Requirement:
Reproduce the rows from the line containing "For quality assurance, we need the exact position of the vaulted" through the end of the rows, keeping the requests, with every bounding-box coordinate in the answers shifted by -77.

Listing:
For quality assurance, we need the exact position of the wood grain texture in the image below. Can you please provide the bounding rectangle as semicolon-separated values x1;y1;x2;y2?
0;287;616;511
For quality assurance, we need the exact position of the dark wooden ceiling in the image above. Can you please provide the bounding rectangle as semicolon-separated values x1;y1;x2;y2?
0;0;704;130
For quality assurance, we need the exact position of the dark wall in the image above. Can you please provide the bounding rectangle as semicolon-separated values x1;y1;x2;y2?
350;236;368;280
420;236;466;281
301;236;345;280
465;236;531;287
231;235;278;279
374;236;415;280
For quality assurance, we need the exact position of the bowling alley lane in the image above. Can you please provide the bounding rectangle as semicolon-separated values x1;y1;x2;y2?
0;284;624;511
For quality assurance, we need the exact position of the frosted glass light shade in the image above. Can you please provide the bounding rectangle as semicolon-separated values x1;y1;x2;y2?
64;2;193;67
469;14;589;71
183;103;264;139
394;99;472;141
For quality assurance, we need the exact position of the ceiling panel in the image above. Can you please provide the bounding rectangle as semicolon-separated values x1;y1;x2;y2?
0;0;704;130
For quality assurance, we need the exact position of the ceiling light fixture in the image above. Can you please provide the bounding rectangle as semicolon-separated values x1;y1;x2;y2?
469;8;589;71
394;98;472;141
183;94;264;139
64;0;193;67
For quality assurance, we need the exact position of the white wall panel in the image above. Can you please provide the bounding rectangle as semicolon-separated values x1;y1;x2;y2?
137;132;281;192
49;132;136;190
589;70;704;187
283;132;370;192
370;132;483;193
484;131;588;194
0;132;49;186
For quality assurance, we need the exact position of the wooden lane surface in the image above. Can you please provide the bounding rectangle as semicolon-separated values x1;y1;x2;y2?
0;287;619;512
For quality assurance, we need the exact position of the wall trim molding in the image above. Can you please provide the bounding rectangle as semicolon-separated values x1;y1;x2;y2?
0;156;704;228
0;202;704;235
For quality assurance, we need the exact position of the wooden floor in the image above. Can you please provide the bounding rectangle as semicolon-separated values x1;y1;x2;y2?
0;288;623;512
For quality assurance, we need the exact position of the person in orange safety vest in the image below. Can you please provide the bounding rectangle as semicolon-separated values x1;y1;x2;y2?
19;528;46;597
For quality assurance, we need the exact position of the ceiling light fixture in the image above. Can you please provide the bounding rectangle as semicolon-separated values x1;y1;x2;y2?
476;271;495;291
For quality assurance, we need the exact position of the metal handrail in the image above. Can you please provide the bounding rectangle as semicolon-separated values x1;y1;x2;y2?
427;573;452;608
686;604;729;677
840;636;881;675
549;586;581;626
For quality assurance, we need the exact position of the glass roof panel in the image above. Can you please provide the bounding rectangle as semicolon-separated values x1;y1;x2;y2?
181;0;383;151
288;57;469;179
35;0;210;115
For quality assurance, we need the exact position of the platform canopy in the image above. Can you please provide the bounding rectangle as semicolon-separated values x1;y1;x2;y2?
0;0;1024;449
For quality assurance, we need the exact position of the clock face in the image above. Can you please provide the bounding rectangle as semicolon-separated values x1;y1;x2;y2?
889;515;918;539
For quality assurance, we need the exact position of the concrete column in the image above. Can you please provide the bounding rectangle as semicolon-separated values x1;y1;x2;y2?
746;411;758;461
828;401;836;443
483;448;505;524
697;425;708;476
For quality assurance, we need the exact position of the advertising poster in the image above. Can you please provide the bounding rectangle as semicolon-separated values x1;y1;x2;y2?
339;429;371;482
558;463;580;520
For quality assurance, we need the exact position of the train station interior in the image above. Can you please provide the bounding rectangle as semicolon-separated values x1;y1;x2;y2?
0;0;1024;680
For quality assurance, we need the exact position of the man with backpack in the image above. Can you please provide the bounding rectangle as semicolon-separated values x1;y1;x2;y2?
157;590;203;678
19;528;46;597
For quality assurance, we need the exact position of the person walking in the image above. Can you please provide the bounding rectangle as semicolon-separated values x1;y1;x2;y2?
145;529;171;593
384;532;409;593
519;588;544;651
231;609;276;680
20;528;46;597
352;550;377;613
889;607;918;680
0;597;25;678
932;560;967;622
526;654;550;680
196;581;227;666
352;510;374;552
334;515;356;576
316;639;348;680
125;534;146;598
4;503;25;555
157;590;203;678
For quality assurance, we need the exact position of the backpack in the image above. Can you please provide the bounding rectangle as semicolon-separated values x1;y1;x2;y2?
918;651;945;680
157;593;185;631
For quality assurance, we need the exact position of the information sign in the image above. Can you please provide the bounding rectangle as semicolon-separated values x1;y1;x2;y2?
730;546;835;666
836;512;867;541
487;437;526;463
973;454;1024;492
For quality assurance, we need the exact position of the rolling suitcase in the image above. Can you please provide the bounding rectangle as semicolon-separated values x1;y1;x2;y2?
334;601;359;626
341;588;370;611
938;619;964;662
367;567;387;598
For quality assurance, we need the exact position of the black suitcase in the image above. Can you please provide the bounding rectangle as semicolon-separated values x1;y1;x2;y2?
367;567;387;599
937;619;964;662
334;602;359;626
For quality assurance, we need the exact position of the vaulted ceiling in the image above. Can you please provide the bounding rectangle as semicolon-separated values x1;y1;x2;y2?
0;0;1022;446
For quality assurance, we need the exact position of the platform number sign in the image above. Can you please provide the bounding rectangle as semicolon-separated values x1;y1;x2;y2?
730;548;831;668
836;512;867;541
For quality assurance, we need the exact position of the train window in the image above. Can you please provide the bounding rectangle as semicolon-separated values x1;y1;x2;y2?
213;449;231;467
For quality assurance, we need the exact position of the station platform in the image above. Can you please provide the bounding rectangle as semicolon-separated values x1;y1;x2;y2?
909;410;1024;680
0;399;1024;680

Final result:
For quality assurance, we need the exact position of the vaulted ceiling in the image above. Can you please provide the bounding rectangle as semicolon-separated values x1;y1;x2;y2?
-77;-77;945;369
For quality assurance, we need the exact position of the platform number sign in the image above. Can you please provide the bounding rectangle as semicolon-separated values x1;y1;x2;y2?
653;471;754;591
759;435;790;464
For quality assurance, we need the exact position of the train window in the image above. Can you please provide the bounding rectangle as semicolon-separated values x1;y1;x2;y2?
136;372;154;390
For quality assurance, we need the exact position of the station platform in the image above. Can you please provide the bounding rectangle as semicolon-separated values x1;y1;x2;y2?
832;333;947;603
-77;322;947;603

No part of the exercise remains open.